-- Start of RECORDS PROVIDED --
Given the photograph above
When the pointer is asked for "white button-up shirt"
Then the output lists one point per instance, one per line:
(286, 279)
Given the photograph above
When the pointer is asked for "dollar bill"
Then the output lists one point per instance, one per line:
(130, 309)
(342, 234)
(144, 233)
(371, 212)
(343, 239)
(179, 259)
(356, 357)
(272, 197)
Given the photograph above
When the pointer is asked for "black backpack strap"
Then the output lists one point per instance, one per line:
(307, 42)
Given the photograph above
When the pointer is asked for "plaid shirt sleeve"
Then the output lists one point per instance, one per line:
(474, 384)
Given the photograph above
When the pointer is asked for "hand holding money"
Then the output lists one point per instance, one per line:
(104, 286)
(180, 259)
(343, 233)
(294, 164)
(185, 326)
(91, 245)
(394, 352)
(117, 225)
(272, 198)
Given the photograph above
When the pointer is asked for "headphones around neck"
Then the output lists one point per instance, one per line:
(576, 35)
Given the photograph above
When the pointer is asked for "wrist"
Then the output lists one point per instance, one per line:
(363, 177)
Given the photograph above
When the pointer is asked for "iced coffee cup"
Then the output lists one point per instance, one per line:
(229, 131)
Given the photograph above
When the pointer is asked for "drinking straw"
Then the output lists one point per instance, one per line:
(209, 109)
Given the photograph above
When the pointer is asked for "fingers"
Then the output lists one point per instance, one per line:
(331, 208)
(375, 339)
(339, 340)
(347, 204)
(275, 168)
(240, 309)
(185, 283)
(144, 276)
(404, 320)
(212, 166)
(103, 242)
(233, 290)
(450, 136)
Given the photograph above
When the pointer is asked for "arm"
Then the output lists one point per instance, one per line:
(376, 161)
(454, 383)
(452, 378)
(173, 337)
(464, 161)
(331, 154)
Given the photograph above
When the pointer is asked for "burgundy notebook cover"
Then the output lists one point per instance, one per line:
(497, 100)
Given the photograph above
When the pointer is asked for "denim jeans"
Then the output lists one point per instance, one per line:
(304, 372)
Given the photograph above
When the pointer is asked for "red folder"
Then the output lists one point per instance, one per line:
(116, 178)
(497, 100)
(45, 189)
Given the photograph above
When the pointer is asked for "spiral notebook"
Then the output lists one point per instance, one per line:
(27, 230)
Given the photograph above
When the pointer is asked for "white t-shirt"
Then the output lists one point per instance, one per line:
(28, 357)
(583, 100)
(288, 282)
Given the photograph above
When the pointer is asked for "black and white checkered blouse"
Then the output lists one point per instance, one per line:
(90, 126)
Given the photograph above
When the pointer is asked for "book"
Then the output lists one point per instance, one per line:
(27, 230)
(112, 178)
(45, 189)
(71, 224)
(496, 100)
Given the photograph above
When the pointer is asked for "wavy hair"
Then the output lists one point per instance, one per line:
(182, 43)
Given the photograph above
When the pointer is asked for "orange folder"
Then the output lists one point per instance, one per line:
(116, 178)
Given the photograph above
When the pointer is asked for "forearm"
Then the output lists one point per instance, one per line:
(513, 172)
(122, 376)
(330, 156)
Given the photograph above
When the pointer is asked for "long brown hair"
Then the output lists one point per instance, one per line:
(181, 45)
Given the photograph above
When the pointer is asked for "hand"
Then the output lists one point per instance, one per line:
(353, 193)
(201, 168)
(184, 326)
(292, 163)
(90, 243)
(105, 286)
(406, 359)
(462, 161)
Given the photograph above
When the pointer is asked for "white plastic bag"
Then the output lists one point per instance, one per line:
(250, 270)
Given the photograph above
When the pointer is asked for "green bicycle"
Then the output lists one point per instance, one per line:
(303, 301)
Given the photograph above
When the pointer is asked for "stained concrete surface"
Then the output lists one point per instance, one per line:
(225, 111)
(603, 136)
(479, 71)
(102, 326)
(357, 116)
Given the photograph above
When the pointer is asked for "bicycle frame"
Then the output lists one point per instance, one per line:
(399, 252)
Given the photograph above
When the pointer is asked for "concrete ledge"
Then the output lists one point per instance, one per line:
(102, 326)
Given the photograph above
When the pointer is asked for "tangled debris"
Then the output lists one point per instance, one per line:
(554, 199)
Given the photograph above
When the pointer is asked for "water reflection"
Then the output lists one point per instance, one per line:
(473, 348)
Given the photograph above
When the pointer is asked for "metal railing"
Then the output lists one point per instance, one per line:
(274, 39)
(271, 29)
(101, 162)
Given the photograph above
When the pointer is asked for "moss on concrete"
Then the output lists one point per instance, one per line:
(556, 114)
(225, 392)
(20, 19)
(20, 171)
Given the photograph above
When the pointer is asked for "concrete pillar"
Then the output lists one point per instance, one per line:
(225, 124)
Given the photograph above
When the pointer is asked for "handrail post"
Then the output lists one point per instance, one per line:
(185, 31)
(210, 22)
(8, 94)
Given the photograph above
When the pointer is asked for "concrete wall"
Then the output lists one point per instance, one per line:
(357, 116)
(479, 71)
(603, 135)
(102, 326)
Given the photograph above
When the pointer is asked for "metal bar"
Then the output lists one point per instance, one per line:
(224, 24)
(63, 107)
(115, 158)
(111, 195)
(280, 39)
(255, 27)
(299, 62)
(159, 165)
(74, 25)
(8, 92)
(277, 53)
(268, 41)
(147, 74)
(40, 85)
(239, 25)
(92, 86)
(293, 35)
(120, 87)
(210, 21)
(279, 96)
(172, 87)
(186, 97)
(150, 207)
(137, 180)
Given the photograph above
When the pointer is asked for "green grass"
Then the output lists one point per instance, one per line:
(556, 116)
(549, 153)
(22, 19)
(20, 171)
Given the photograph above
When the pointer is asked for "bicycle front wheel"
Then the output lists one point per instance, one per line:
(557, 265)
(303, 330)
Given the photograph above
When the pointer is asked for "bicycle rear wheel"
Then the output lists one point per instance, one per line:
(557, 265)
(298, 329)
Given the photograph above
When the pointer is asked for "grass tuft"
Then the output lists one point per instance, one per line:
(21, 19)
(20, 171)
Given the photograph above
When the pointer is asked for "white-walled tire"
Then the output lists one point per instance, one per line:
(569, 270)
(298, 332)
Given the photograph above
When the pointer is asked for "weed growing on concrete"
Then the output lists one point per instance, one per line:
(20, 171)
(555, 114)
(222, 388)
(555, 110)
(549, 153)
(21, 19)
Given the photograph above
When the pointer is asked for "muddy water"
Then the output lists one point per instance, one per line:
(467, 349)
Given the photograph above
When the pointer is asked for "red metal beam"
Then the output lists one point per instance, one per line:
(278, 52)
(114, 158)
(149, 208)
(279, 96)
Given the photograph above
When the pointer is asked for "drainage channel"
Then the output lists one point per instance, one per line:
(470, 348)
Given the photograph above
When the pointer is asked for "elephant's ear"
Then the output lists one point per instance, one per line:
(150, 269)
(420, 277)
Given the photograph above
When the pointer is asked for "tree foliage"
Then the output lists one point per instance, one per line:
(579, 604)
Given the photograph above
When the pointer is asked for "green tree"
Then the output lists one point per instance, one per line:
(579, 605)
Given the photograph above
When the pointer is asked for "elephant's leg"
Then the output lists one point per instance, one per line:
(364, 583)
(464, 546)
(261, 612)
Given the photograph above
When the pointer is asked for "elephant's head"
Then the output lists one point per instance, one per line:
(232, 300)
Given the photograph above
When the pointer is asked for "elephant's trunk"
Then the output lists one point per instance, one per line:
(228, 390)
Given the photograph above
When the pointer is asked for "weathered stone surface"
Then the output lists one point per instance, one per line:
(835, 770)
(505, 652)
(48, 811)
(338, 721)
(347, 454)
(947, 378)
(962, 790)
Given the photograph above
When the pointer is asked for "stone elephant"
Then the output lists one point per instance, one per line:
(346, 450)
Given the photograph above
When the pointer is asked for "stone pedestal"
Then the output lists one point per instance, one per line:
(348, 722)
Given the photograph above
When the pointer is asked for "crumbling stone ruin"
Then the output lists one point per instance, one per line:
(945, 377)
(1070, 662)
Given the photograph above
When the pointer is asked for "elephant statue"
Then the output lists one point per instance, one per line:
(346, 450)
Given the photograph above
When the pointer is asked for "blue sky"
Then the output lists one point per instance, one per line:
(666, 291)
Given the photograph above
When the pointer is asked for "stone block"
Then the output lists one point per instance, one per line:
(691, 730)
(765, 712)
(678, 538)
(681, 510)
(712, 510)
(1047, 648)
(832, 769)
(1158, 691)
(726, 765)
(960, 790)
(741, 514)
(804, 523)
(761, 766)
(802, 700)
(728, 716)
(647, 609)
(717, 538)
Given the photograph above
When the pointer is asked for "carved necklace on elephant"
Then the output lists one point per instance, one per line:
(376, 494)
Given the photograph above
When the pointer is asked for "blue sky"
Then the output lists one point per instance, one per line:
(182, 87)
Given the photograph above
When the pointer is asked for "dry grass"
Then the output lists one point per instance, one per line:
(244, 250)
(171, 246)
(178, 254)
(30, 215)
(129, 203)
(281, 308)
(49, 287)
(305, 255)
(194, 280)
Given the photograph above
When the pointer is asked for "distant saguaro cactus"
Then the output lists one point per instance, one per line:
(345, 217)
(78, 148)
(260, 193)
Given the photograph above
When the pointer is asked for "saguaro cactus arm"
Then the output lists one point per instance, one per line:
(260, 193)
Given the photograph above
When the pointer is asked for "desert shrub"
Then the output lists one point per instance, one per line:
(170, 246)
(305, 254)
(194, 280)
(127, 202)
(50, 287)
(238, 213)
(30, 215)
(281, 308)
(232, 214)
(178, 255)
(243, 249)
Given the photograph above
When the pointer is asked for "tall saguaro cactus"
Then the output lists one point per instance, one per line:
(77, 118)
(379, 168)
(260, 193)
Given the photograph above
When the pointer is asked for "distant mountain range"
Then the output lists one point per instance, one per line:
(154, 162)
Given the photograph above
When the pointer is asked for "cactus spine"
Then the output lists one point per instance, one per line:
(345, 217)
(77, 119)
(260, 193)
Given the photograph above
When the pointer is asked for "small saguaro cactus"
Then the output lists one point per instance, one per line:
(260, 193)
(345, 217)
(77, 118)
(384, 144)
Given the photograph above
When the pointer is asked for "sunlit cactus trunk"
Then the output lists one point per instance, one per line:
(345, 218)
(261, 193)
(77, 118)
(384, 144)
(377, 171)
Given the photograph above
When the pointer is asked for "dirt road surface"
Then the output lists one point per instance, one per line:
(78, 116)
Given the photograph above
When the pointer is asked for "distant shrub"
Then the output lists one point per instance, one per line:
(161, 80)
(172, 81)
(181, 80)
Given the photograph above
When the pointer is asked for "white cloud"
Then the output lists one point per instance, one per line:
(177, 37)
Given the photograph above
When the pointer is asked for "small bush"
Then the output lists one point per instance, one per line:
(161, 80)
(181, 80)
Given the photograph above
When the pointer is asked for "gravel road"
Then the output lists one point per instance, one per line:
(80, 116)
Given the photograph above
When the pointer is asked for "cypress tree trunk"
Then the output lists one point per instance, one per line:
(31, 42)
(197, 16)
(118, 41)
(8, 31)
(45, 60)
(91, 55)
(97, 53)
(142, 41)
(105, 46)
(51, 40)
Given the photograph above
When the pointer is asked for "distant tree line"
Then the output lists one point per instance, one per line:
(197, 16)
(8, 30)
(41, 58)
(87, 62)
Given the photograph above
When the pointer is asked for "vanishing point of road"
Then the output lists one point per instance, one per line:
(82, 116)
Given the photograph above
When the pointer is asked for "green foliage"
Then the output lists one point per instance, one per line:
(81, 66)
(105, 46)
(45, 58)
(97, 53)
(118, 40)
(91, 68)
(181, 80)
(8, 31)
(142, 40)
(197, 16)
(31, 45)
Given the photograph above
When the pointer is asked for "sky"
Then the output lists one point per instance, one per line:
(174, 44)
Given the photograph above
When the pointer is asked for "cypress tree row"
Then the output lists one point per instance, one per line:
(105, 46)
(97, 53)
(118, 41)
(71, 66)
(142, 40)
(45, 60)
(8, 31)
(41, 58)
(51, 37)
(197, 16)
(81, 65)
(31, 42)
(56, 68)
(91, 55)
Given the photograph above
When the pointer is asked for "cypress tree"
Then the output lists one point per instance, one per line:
-- End of RECORDS PROVIDED --
▸ TO BE DONE:
Collect every line from the rows above that contains the string "saguaro", and copy each one in the order it appears.

▸ THE COMPLETED TASK:
When the pointer is asked for "distant saguaro cactus"
When the pointer is asked for "saguaro cactus arm"
When the pointer is asked for "tall saguaro cactus"
When the pointer is asked for "small saguaro cactus"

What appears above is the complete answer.